■ **Problem details**
Whichever lines of the entries hold the word "below" should be identified and copied.

[Dataset excerpts]
════════════════════
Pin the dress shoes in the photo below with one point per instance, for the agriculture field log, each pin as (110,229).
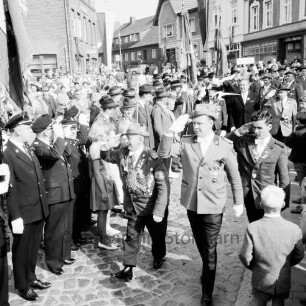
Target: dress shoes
(206,300)
(75,247)
(157,263)
(38,284)
(28,294)
(57,271)
(125,274)
(69,261)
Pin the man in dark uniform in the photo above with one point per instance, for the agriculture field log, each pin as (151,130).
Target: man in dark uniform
(4,184)
(146,196)
(27,206)
(49,147)
(260,159)
(79,166)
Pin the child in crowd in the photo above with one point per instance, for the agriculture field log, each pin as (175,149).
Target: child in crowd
(271,246)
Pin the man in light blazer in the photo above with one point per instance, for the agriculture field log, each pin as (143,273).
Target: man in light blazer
(260,159)
(206,159)
(283,110)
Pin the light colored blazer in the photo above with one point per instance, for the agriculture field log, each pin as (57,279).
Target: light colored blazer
(203,187)
(271,246)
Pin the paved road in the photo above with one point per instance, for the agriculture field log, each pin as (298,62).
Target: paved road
(87,282)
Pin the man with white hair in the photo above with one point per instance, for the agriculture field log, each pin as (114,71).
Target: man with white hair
(264,239)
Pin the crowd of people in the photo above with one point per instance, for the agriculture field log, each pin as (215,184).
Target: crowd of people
(88,144)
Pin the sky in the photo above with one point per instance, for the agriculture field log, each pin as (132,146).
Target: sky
(124,9)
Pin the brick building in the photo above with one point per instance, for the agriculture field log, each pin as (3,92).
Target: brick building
(169,20)
(62,34)
(275,28)
(137,41)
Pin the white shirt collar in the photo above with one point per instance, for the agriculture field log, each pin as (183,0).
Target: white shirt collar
(275,215)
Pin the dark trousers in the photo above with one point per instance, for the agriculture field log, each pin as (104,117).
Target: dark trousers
(24,254)
(58,234)
(135,227)
(3,268)
(81,215)
(253,213)
(205,229)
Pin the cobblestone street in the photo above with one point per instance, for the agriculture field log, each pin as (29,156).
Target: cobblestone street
(87,282)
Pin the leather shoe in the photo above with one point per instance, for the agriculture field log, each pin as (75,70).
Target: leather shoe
(58,271)
(69,261)
(28,294)
(38,284)
(157,263)
(75,247)
(206,300)
(125,274)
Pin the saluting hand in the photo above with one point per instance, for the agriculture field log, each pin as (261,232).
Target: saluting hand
(157,219)
(238,210)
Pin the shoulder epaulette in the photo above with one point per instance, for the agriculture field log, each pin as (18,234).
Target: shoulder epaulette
(153,154)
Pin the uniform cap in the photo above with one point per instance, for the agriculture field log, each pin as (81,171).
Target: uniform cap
(18,120)
(41,123)
(209,110)
(137,129)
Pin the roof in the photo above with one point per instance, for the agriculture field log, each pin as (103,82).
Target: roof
(176,6)
(137,26)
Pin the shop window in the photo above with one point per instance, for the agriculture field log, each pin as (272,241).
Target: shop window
(285,11)
(168,30)
(254,16)
(267,13)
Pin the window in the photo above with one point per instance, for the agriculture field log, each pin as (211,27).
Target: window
(302,9)
(168,30)
(134,37)
(79,26)
(267,13)
(139,55)
(285,11)
(192,24)
(153,53)
(234,12)
(254,16)
(84,30)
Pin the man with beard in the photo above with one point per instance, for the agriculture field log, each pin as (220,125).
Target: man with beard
(146,197)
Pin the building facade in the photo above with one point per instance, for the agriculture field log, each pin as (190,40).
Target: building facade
(62,34)
(229,17)
(275,29)
(136,43)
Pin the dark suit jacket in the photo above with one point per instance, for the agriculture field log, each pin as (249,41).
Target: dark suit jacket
(144,118)
(256,175)
(162,121)
(56,170)
(27,198)
(240,113)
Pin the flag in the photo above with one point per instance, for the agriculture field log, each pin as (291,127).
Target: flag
(221,58)
(203,9)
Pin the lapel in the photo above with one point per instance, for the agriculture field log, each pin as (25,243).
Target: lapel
(266,152)
(196,147)
(20,154)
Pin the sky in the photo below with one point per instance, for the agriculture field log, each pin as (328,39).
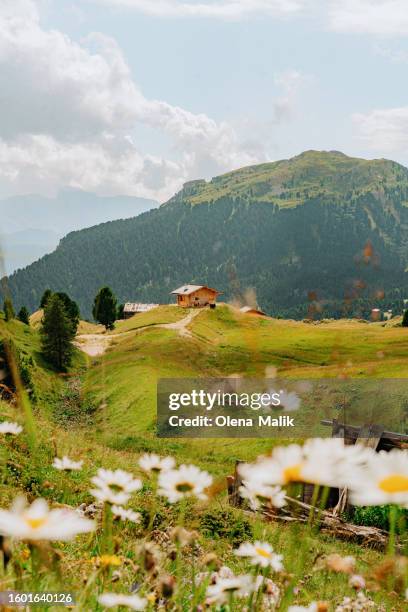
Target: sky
(137,97)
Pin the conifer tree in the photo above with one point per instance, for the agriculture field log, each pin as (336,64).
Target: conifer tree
(45,297)
(24,315)
(105,308)
(57,333)
(8,309)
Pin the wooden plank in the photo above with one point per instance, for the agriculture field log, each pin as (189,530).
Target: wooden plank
(353,430)
(235,484)
(369,437)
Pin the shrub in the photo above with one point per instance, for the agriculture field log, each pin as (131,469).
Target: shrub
(226,524)
(378,516)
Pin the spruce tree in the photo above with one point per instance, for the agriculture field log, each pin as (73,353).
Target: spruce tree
(24,315)
(57,333)
(71,309)
(8,309)
(45,297)
(121,309)
(105,308)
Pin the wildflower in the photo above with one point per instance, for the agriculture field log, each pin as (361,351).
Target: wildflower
(109,561)
(112,600)
(38,522)
(225,588)
(153,463)
(259,494)
(361,602)
(290,401)
(8,427)
(384,480)
(187,481)
(150,555)
(337,563)
(167,586)
(319,461)
(66,464)
(115,487)
(183,536)
(261,554)
(357,582)
(126,515)
(313,607)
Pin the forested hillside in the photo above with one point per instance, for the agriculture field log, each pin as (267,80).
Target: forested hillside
(320,232)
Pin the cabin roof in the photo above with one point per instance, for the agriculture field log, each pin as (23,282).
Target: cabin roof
(138,307)
(189,289)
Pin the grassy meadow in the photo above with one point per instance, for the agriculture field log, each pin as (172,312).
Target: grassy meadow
(102,412)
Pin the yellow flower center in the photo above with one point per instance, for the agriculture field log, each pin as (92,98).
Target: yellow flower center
(184,487)
(115,488)
(293,473)
(394,483)
(112,560)
(36,523)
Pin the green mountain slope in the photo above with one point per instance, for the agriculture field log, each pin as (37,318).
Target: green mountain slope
(321,230)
════════════════════
■ **Result of the task**
Pin the dress shoes in the photo below with one point per instance, for the agriculture field log, each pin as (110,229).
Pin the sky in the photo below with one point per instance, for the agriculture field log, each pin as (328,39).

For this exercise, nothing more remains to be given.